--- BEGIN Information shown ---
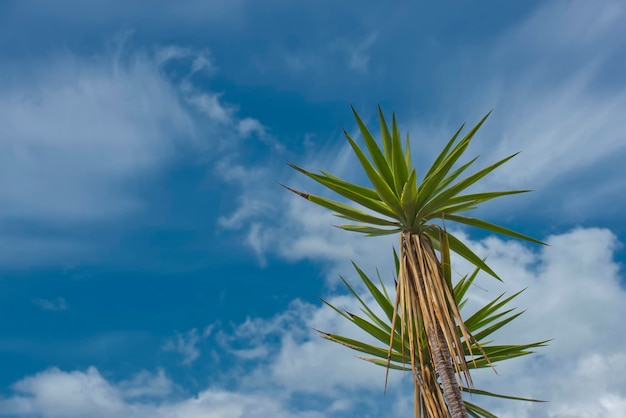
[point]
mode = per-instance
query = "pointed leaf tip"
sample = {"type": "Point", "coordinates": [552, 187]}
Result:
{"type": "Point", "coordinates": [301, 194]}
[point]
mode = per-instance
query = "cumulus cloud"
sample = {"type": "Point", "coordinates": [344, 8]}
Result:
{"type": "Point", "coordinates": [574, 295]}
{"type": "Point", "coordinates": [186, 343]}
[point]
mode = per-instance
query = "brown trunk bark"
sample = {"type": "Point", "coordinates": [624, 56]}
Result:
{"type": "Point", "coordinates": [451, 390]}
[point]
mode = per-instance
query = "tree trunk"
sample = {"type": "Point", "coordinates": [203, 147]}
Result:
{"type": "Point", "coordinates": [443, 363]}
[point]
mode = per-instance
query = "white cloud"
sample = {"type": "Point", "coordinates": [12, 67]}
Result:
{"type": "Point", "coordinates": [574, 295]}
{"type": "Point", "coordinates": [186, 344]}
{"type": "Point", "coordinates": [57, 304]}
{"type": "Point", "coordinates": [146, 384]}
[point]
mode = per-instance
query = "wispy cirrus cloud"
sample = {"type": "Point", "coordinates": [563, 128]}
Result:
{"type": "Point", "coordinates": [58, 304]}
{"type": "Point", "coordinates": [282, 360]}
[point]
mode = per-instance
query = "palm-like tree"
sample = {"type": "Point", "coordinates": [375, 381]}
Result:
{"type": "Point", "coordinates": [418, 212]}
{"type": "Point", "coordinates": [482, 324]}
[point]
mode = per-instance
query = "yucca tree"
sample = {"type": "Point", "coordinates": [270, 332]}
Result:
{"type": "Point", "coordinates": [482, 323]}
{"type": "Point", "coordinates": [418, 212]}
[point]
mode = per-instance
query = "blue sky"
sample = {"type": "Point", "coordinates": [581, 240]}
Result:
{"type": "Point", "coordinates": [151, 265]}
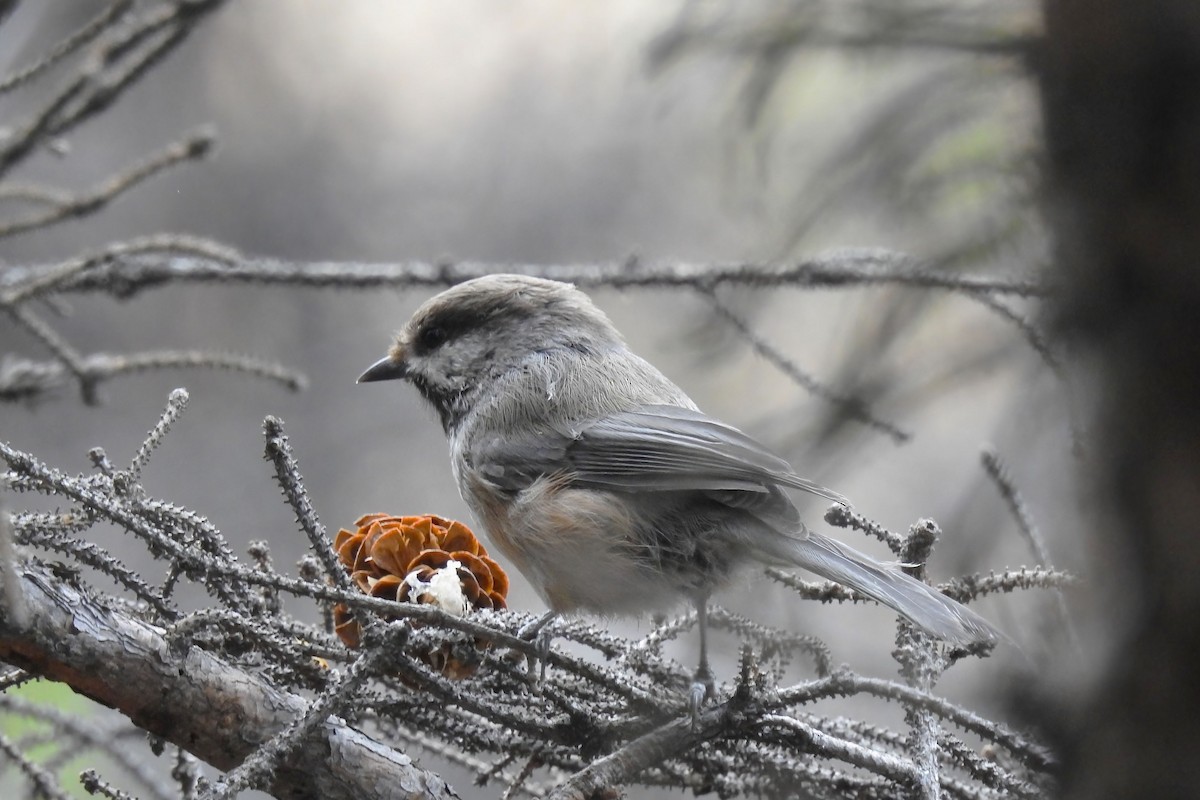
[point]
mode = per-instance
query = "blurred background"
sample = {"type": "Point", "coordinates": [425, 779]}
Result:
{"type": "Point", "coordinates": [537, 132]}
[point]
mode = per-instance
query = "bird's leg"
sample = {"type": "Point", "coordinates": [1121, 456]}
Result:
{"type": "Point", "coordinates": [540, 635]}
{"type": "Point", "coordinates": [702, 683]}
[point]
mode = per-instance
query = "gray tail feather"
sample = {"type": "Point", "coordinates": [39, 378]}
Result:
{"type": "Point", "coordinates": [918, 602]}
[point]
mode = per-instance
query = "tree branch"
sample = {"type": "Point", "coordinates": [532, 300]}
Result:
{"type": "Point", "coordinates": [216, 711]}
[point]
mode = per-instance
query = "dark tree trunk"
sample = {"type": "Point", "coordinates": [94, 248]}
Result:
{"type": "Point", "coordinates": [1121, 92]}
--- END Information shown ---
Without including any pictures, output all the entries above exactly.

- **Result for this task**:
[point]
mode = per-instance
query = "pointed leaf tip"
sample = {"type": "Point", "coordinates": [552, 187]}
Result:
{"type": "Point", "coordinates": [301, 194]}
[point]
mode = per-instance
query = "cumulus cloud"
sample = {"type": "Point", "coordinates": [344, 8]}
Result:
{"type": "Point", "coordinates": [574, 295]}
{"type": "Point", "coordinates": [186, 343]}
[point]
mode = per-instance
query = "brown trunk bark"
sample = {"type": "Point", "coordinates": [624, 56]}
Result:
{"type": "Point", "coordinates": [451, 390]}
[point]
mode = per-instance
query = "tree trunk"
sample = {"type": "Point", "coordinates": [203, 147]}
Result:
{"type": "Point", "coordinates": [443, 363]}
[point]
mode = per-instance
query = "white cloud"
sample = {"type": "Point", "coordinates": [12, 67]}
Result:
{"type": "Point", "coordinates": [574, 295]}
{"type": "Point", "coordinates": [186, 344]}
{"type": "Point", "coordinates": [57, 304]}
{"type": "Point", "coordinates": [146, 384]}
[point]
mode = per-instance
query = "wispy cirrus cloud"
sample = {"type": "Point", "coordinates": [563, 128]}
Result:
{"type": "Point", "coordinates": [58, 304]}
{"type": "Point", "coordinates": [282, 360]}
[point]
mode = per-instance
query = "palm-like tree"
sample = {"type": "Point", "coordinates": [375, 381]}
Result:
{"type": "Point", "coordinates": [418, 212]}
{"type": "Point", "coordinates": [482, 324]}
[point]
mode = per-instance
query = "yucca tree"
sample = {"type": "Point", "coordinates": [270, 332]}
Result:
{"type": "Point", "coordinates": [482, 323]}
{"type": "Point", "coordinates": [418, 212]}
[point]
mode = per-instance
query = "blue sky"
sample = {"type": "Point", "coordinates": [581, 240]}
Result:
{"type": "Point", "coordinates": [151, 265]}
[point]
mode = per-instance
query = "blurred background"
sample = {"type": "Point", "coordinates": [425, 779]}
Result:
{"type": "Point", "coordinates": [537, 132]}
[point]
mode = per-instance
query = "bird's leg"
sample = {"type": "Point", "coordinates": [1121, 456]}
Result:
{"type": "Point", "coordinates": [540, 635]}
{"type": "Point", "coordinates": [702, 683]}
[point]
mode = per-instance
query = "gray tail feather"
sample = {"type": "Point", "coordinates": [39, 378]}
Result:
{"type": "Point", "coordinates": [918, 602]}
[point]
mode = per-instance
query = "tree branch"
sample = {"type": "Point", "coordinates": [532, 300]}
Result:
{"type": "Point", "coordinates": [216, 711]}
[point]
mode = per-instance
query = "dark tree trunk"
sample = {"type": "Point", "coordinates": [94, 248]}
Result:
{"type": "Point", "coordinates": [1121, 92]}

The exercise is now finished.